• _Recorded data_:
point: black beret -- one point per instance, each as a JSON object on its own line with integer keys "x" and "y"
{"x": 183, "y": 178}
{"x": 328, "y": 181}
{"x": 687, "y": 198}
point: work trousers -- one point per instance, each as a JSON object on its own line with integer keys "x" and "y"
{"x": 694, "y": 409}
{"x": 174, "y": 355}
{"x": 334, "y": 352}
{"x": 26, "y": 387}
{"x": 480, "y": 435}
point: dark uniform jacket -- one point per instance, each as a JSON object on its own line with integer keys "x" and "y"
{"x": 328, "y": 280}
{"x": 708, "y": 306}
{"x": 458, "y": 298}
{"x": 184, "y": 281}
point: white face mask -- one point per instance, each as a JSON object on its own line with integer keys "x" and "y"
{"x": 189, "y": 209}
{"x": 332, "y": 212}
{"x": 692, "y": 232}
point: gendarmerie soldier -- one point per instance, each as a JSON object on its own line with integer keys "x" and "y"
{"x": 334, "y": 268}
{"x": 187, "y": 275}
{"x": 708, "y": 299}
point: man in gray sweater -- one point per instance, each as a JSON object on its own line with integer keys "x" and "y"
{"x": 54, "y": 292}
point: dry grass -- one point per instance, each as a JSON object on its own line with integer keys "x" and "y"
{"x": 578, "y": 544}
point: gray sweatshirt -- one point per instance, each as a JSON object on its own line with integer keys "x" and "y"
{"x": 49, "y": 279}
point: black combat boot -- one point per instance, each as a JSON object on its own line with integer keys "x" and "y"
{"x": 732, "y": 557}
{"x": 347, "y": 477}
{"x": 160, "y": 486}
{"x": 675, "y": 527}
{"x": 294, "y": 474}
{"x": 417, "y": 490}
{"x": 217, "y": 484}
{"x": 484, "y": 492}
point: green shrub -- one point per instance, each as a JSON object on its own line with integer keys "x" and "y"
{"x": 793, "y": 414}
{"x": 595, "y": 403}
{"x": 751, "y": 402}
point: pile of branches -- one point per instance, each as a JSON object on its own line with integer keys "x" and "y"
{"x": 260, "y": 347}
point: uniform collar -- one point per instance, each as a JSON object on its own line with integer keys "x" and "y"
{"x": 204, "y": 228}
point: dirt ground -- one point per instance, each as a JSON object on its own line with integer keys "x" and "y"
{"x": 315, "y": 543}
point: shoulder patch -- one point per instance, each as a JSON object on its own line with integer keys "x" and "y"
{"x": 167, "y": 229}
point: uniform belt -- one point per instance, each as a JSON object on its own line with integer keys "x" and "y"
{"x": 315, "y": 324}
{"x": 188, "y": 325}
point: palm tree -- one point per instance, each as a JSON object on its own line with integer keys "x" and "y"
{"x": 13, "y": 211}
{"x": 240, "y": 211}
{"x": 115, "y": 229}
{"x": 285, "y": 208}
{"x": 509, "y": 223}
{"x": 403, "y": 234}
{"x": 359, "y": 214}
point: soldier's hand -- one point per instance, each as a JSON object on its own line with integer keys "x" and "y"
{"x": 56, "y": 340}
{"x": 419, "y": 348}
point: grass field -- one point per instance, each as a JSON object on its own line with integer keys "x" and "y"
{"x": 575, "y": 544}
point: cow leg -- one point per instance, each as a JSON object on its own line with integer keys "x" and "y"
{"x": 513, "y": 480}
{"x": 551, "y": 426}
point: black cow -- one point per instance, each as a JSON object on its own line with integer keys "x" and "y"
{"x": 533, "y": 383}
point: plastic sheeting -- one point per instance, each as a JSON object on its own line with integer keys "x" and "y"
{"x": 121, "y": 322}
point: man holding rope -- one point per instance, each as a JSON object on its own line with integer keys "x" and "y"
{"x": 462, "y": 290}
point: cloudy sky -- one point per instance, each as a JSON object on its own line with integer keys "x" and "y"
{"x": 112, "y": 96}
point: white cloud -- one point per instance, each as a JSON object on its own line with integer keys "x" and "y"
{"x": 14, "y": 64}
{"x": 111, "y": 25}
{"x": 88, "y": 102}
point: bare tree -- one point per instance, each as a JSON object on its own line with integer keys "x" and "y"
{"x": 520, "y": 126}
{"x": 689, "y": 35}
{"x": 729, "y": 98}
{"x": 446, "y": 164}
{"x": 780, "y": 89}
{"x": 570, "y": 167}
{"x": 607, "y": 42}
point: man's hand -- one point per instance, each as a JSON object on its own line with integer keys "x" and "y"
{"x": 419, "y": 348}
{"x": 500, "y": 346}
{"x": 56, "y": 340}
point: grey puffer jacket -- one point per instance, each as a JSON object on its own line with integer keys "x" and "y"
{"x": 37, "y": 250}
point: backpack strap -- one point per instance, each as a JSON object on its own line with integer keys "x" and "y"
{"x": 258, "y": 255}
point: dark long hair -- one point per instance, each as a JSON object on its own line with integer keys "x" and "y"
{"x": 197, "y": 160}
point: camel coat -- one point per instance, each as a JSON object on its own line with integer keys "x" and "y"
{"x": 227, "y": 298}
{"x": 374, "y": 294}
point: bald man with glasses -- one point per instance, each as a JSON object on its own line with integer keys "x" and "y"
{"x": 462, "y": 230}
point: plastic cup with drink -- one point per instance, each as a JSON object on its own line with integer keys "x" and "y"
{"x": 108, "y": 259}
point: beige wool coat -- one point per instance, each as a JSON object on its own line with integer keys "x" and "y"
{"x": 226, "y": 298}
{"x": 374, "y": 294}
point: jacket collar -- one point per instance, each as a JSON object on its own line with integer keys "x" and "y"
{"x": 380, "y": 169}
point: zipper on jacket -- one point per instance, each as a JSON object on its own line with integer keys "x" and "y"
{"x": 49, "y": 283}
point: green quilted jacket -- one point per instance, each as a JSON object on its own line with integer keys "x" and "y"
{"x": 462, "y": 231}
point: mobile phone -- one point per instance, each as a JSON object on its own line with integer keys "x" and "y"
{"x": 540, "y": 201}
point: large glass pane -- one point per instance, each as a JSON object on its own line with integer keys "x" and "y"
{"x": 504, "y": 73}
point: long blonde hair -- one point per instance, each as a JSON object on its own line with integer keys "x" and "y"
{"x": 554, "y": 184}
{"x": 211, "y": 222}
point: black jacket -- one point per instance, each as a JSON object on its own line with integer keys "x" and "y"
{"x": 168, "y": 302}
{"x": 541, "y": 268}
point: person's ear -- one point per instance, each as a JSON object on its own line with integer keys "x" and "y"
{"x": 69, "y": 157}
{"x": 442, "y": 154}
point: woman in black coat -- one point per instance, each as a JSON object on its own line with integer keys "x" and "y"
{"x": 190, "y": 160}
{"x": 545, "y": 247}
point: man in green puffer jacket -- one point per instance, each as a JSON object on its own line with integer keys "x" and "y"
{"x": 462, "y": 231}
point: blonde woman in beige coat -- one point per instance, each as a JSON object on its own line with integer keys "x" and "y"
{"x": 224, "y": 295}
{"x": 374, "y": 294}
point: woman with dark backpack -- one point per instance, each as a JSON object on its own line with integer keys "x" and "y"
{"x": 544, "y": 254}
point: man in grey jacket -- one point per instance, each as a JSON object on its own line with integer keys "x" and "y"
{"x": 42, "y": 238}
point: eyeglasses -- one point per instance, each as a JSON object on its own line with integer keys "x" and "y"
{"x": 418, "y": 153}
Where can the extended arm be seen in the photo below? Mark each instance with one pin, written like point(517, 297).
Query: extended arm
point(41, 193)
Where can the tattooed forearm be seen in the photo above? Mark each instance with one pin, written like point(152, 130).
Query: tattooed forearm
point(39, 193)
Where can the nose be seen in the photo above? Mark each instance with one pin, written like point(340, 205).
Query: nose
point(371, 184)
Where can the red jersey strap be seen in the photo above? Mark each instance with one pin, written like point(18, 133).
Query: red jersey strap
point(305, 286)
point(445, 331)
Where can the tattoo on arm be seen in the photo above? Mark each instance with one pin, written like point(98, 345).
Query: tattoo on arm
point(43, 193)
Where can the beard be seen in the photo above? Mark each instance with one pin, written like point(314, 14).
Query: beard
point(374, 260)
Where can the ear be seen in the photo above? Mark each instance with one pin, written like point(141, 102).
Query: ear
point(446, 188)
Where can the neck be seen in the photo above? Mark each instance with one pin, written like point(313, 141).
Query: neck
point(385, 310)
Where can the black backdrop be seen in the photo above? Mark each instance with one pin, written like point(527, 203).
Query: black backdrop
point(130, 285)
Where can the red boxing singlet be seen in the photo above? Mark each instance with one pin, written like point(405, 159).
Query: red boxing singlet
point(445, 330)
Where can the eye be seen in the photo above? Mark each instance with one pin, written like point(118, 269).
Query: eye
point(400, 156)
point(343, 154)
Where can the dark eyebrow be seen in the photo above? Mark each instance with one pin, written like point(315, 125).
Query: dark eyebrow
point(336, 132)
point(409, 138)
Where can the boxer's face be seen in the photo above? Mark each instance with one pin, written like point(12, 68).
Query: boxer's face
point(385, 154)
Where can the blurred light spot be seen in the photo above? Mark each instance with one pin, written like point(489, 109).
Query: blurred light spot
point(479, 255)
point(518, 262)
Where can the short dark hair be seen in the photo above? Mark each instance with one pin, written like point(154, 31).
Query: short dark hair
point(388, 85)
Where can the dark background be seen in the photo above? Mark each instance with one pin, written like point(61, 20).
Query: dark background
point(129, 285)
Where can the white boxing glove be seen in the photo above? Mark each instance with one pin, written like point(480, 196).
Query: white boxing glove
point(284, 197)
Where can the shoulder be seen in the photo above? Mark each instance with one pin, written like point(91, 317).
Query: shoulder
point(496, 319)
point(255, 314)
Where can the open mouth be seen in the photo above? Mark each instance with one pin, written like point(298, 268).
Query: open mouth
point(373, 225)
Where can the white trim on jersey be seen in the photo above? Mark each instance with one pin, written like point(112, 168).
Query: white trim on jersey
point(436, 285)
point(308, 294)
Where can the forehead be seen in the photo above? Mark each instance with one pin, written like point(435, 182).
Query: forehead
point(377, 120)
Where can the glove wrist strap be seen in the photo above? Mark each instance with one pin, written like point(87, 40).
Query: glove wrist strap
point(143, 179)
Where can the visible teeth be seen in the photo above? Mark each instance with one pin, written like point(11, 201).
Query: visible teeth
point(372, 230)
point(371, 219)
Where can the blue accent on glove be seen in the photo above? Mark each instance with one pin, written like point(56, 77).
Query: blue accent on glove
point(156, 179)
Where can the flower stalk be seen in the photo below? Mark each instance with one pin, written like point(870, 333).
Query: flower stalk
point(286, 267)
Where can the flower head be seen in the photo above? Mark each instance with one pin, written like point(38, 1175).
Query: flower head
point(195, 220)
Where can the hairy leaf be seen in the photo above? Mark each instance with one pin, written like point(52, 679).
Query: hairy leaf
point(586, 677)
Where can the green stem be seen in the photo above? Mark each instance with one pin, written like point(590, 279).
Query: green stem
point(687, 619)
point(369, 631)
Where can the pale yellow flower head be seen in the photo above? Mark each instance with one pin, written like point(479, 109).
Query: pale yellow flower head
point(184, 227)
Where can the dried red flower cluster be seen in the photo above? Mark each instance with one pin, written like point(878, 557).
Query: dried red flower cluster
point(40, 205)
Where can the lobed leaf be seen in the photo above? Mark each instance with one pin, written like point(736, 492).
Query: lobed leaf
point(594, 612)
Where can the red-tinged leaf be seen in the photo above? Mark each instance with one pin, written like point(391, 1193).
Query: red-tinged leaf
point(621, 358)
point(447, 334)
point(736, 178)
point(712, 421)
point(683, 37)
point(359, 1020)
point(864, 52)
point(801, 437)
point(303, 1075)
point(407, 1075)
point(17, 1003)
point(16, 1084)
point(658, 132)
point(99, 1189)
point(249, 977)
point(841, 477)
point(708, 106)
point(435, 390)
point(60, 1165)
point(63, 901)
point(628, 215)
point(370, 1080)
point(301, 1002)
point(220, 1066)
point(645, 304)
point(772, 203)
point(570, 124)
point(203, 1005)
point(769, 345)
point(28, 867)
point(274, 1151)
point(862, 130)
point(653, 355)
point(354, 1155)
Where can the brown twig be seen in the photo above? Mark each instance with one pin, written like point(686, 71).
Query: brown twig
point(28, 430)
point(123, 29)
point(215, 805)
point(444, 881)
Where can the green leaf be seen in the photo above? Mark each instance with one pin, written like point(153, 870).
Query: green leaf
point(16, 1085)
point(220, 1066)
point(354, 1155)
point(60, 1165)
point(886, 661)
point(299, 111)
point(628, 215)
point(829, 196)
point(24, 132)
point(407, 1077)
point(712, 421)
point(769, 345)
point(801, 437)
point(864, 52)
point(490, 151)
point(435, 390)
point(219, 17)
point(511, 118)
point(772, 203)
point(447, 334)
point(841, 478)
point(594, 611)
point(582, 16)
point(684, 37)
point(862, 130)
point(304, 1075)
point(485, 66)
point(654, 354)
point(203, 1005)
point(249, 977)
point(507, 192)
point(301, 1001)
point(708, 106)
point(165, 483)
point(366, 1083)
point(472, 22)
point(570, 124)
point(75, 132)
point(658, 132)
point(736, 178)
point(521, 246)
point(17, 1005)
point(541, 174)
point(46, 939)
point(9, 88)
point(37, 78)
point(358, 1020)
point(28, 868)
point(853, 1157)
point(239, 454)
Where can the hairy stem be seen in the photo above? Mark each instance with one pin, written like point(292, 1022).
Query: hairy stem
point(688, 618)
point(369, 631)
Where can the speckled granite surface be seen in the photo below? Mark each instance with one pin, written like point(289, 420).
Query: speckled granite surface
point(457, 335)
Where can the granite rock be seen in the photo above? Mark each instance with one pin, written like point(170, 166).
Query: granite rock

• _What the task asks_: Tally the lines in the records above that contain the string "below" and report only the tally.

• _Result of this exercise_: 3